Exercise goal =
Please print every line from the one containing "In this picture, where can the green hedge" through the last line of the records below, exactly as written and nothing more.

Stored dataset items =
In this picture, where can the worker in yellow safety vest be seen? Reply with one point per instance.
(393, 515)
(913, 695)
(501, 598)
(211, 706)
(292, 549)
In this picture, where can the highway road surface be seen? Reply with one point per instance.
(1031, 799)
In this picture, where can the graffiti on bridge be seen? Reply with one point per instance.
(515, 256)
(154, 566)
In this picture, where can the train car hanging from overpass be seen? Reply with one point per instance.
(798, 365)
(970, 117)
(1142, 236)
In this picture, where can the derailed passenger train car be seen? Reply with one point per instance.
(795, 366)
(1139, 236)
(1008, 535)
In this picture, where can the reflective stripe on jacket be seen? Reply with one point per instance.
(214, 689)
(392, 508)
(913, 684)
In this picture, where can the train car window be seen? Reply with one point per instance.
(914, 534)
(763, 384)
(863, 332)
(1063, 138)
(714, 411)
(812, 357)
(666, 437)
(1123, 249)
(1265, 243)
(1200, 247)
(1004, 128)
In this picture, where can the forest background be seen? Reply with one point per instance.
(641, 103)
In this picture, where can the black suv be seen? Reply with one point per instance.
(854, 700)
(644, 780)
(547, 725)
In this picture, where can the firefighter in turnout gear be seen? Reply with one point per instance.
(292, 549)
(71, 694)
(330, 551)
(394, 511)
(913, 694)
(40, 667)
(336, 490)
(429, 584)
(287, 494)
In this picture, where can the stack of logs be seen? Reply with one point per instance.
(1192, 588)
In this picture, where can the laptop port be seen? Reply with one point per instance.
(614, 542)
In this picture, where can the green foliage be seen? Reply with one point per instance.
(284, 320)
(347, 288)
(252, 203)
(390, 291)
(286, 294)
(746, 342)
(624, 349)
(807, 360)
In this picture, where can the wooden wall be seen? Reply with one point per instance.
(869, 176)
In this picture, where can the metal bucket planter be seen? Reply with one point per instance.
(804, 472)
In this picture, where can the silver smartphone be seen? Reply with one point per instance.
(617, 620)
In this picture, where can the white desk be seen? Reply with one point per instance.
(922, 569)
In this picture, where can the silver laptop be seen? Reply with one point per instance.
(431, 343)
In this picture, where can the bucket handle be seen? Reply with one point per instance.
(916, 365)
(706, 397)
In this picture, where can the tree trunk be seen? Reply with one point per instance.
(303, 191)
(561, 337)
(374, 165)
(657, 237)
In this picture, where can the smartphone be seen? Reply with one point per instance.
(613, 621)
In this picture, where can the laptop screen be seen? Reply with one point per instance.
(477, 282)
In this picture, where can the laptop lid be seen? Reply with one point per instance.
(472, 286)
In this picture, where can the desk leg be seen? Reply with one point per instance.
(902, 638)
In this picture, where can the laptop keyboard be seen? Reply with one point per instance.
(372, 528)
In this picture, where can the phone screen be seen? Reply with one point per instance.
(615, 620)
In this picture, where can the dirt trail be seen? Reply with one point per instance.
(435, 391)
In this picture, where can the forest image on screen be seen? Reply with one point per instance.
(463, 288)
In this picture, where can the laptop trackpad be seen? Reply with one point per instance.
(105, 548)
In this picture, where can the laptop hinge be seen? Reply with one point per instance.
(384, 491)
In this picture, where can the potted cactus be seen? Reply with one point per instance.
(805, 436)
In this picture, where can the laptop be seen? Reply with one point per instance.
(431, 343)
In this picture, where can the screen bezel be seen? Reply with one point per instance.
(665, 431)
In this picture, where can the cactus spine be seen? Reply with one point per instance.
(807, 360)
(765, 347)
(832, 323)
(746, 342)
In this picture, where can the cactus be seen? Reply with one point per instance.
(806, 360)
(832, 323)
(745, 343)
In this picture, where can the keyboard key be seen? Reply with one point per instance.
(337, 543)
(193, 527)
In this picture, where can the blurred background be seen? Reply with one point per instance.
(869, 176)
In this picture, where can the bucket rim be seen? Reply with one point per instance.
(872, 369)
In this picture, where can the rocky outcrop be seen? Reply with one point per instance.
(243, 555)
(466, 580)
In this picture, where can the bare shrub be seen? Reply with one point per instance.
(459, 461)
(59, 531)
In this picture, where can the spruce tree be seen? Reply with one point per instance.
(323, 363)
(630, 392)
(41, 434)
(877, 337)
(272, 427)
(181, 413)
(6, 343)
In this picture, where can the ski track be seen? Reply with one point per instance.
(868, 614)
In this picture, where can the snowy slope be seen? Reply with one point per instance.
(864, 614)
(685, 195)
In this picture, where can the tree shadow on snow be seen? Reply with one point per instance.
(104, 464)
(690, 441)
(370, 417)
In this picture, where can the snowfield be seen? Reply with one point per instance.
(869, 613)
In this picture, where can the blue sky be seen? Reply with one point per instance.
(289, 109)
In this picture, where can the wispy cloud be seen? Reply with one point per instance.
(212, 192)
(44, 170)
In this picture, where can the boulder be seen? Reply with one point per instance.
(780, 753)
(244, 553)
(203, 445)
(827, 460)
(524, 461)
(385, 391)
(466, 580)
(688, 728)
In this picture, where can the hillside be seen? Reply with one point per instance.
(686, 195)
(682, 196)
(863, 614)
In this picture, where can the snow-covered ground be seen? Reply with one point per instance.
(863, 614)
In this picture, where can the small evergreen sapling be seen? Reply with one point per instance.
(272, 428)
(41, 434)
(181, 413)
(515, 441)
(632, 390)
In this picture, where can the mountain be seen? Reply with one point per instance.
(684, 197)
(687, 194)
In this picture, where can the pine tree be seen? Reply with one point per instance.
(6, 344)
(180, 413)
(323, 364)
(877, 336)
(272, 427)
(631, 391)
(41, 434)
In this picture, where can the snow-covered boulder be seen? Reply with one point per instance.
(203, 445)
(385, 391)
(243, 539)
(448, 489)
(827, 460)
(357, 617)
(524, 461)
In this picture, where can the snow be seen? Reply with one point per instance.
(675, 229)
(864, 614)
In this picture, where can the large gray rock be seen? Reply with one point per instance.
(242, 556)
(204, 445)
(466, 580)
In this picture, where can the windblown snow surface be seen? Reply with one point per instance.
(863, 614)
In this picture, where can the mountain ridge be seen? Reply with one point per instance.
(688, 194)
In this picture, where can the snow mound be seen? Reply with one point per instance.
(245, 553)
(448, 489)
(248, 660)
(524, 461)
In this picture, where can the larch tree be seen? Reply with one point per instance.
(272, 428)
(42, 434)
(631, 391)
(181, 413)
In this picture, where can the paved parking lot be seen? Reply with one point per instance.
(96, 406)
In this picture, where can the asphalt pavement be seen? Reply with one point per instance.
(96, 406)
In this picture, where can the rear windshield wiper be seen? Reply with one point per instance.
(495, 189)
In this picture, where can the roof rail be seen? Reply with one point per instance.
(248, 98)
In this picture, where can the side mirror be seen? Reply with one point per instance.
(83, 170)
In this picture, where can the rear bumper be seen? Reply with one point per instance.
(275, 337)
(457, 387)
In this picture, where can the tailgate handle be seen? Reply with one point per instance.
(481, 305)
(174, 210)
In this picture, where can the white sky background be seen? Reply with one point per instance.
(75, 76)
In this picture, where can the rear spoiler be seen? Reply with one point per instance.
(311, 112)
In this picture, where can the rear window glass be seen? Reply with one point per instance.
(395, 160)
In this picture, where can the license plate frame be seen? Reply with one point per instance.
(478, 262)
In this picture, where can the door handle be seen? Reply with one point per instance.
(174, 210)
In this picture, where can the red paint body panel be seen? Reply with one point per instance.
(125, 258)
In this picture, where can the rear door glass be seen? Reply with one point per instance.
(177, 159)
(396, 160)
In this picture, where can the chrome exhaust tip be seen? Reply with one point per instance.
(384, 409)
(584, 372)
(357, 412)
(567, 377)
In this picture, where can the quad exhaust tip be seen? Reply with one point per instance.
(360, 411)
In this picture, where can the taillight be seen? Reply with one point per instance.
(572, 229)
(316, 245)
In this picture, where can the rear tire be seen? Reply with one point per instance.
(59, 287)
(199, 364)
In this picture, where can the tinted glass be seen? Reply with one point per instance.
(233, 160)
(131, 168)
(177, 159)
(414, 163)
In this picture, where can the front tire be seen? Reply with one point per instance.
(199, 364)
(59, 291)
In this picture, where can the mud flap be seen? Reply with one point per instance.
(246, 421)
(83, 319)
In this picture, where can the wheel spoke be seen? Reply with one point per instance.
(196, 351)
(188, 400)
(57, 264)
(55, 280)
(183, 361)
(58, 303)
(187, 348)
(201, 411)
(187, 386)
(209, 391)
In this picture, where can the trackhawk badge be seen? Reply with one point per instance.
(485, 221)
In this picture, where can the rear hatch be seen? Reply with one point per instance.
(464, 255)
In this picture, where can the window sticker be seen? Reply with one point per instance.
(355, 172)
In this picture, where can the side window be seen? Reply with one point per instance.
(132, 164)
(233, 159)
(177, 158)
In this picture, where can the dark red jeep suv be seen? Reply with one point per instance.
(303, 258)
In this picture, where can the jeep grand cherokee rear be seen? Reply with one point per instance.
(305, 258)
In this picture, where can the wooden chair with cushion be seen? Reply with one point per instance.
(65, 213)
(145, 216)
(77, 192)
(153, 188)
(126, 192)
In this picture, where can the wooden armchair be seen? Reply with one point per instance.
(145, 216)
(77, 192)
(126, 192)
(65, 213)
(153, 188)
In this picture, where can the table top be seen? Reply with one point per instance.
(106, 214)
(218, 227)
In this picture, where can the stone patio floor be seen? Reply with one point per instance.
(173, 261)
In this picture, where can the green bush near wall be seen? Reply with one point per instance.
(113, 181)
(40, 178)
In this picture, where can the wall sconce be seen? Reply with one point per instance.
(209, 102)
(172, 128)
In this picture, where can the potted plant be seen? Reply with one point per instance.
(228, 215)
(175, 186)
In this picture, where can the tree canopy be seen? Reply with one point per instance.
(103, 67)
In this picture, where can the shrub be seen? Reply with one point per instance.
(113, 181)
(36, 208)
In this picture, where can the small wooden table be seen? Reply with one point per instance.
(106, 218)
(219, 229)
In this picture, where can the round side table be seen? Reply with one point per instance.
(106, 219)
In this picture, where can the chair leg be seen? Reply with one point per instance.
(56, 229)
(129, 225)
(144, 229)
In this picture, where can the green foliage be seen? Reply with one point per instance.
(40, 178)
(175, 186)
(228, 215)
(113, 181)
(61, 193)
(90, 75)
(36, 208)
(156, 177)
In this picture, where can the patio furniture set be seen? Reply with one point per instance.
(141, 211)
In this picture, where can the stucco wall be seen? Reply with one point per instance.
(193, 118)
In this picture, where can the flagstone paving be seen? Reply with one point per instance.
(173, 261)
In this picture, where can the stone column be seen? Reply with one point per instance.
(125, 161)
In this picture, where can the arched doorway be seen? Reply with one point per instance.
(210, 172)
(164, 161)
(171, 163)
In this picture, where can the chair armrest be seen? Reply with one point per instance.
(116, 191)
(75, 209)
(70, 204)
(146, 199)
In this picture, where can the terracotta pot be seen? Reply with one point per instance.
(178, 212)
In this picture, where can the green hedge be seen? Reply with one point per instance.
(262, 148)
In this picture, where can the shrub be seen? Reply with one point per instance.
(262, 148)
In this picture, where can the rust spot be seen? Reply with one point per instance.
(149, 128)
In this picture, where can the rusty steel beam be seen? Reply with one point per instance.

Task solution =
In this picture, where can the green hedge be seen? Reply with one point per instance.
(262, 148)
In this picture, where can the shrub be seen? Reply with one point per instance.
(262, 148)
In this picture, where can the rust spot be seen? Reply with one point per instance.
(149, 128)
In this picture, where can the rusty steel beam be seen? Reply with one point per instance.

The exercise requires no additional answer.